Start at the line in the entries below that contains "Target: gt badge", stop at the line that contains "# put one point on every instance of the rear", and output exactly the lines in that span, both ends included.

Point-per-instance localization data:
# # # # #

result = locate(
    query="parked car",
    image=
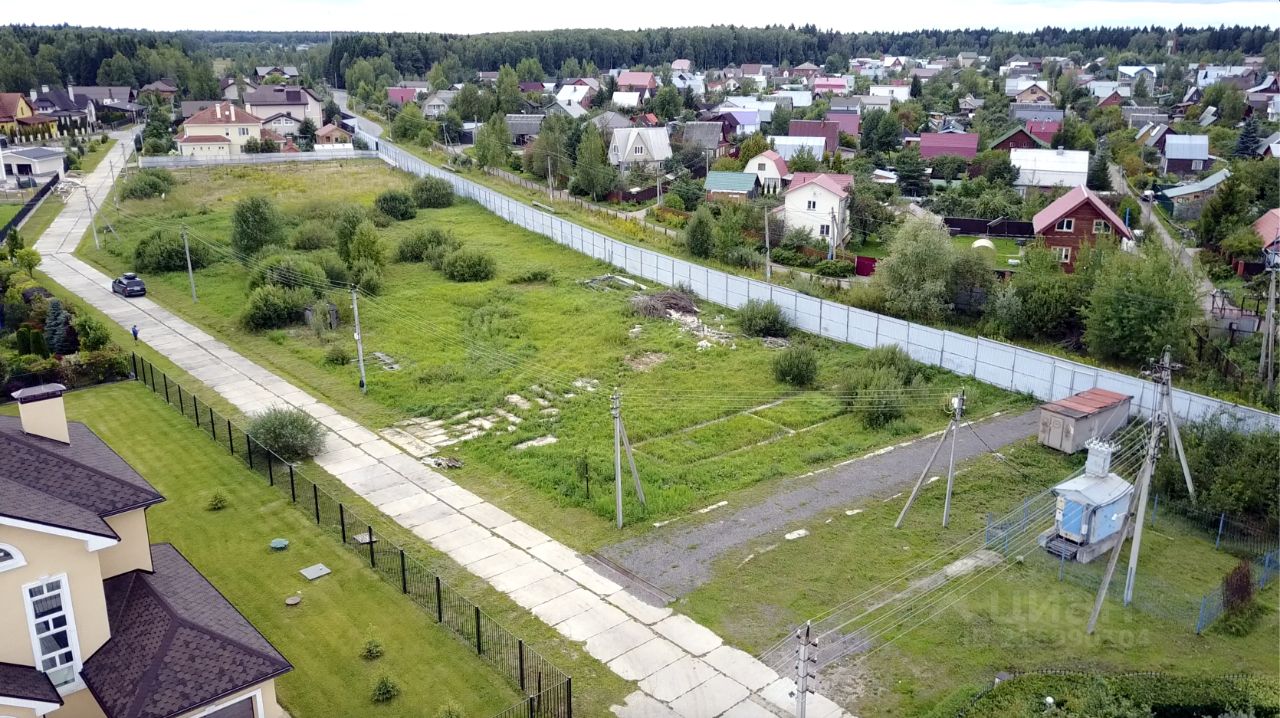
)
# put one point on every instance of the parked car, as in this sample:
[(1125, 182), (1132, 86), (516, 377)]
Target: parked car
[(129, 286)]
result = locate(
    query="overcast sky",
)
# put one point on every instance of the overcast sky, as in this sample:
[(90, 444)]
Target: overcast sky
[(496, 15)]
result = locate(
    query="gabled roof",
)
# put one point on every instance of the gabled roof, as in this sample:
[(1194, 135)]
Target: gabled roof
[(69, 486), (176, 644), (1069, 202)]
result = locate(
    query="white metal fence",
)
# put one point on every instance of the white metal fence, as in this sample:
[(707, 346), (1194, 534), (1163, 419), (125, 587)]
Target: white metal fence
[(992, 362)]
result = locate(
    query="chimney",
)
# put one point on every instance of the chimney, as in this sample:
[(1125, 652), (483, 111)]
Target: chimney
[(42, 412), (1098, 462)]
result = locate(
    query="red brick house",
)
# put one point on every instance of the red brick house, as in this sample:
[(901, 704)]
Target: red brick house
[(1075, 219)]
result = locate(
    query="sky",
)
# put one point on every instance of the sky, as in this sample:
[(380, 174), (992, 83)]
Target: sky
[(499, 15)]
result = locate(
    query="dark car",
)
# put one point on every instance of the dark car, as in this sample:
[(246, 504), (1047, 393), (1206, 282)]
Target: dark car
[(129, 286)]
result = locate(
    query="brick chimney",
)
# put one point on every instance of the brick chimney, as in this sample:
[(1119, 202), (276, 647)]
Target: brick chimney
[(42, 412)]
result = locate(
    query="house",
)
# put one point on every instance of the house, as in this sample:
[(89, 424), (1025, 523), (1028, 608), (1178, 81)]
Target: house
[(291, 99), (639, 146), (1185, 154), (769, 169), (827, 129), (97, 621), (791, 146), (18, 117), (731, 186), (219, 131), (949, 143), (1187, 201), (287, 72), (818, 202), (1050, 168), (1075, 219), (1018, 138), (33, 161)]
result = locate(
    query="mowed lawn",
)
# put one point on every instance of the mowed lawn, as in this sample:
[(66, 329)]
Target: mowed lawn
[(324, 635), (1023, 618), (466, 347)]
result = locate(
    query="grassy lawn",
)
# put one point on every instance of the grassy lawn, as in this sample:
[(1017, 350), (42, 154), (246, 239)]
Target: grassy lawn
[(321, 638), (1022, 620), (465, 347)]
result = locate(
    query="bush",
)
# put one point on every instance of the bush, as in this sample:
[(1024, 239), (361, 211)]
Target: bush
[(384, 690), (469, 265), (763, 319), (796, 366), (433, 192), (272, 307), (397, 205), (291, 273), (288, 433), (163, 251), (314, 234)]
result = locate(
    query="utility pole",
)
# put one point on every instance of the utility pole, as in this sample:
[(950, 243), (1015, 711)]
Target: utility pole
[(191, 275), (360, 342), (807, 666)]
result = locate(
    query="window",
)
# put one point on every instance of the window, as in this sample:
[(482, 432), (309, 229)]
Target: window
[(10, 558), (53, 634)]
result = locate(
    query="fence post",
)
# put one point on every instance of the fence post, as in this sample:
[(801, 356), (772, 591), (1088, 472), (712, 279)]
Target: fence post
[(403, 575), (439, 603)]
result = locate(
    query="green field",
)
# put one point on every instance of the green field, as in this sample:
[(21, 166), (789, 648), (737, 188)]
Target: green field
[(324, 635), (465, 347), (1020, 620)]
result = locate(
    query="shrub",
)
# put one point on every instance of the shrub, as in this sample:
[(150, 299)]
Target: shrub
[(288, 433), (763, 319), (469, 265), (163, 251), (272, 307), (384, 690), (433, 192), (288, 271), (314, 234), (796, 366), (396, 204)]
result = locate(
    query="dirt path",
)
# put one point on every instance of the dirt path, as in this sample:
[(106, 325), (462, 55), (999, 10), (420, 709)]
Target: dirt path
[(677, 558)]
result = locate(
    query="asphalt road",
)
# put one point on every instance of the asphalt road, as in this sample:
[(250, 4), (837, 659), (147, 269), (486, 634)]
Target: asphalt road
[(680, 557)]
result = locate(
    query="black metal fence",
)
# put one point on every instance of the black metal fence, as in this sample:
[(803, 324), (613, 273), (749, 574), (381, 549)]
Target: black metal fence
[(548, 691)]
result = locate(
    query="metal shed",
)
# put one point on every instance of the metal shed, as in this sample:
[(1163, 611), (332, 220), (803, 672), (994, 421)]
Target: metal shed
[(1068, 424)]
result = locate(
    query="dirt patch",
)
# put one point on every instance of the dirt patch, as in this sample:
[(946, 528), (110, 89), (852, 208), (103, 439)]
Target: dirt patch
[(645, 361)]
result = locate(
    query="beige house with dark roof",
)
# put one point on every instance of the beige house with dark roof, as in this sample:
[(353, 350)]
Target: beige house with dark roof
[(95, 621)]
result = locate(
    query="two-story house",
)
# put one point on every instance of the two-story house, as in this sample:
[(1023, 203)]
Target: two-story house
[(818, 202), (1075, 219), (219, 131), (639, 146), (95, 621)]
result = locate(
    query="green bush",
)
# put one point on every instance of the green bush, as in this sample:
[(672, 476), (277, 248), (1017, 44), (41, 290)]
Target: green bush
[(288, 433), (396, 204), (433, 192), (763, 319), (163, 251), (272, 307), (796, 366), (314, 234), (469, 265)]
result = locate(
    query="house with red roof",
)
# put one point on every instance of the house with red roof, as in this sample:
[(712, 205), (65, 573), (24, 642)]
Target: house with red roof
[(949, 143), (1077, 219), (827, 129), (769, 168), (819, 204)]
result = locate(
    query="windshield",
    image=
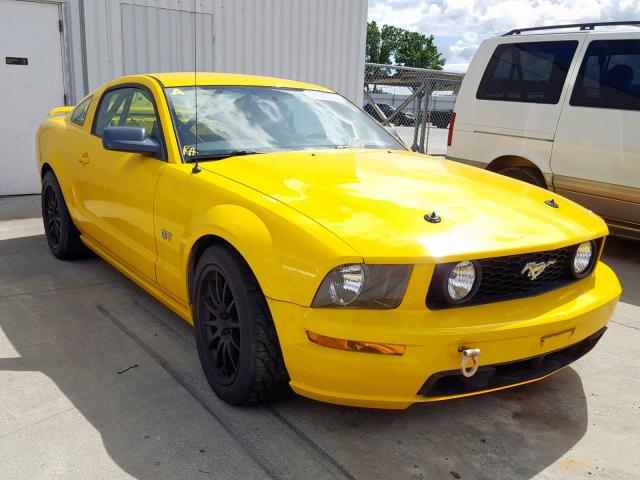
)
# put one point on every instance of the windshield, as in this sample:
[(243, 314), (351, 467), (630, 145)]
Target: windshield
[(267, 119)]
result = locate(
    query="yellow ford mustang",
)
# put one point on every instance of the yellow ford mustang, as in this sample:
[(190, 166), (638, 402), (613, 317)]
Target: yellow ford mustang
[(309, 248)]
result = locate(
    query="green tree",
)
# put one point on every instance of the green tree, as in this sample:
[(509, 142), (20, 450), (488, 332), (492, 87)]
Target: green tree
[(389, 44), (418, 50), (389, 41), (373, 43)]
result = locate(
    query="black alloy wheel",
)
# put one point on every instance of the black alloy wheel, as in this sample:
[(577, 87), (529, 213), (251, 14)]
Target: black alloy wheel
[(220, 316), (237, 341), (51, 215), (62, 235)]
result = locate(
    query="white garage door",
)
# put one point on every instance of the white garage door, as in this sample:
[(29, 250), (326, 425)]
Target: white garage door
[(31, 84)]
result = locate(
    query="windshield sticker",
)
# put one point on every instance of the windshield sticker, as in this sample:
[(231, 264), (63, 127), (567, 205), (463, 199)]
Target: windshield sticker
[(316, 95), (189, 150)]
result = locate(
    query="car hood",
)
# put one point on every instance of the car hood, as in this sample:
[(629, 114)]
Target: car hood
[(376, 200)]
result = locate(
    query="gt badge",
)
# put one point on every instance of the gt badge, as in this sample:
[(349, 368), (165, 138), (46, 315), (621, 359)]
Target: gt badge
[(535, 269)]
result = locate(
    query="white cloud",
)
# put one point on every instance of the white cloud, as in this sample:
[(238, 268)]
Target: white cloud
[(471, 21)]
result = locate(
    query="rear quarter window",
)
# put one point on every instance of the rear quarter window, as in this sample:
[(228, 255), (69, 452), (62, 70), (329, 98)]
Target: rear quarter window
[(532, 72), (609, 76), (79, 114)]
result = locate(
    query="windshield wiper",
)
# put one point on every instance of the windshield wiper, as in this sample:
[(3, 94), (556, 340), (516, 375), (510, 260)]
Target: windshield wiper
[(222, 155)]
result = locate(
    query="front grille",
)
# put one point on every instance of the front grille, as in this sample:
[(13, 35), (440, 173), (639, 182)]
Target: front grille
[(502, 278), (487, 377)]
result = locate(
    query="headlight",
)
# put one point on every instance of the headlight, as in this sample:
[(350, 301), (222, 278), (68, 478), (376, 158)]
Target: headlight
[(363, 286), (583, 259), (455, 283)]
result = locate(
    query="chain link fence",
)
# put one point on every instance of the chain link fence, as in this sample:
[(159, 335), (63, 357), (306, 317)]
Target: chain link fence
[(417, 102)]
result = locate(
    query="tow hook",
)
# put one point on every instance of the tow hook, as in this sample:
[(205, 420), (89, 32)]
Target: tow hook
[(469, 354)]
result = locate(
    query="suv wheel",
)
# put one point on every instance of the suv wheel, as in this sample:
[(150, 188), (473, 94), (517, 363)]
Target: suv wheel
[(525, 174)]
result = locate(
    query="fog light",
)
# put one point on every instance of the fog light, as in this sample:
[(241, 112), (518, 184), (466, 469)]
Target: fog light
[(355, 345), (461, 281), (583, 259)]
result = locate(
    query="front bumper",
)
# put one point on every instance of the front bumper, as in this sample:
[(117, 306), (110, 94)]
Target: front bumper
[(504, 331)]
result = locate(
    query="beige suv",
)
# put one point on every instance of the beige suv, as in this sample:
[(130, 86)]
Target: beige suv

# # # # #

» **Response**
Target: gt badge
[(535, 269)]
result = locate(
    query="white cloud",
)
# put one point on every instance of the white cloud, as in this sample:
[(238, 268)]
Target: white cloud
[(471, 21)]
result = locate(
    query="rear quarter window",
)
# put one point on every instance of the rear quarter window, as in this sample:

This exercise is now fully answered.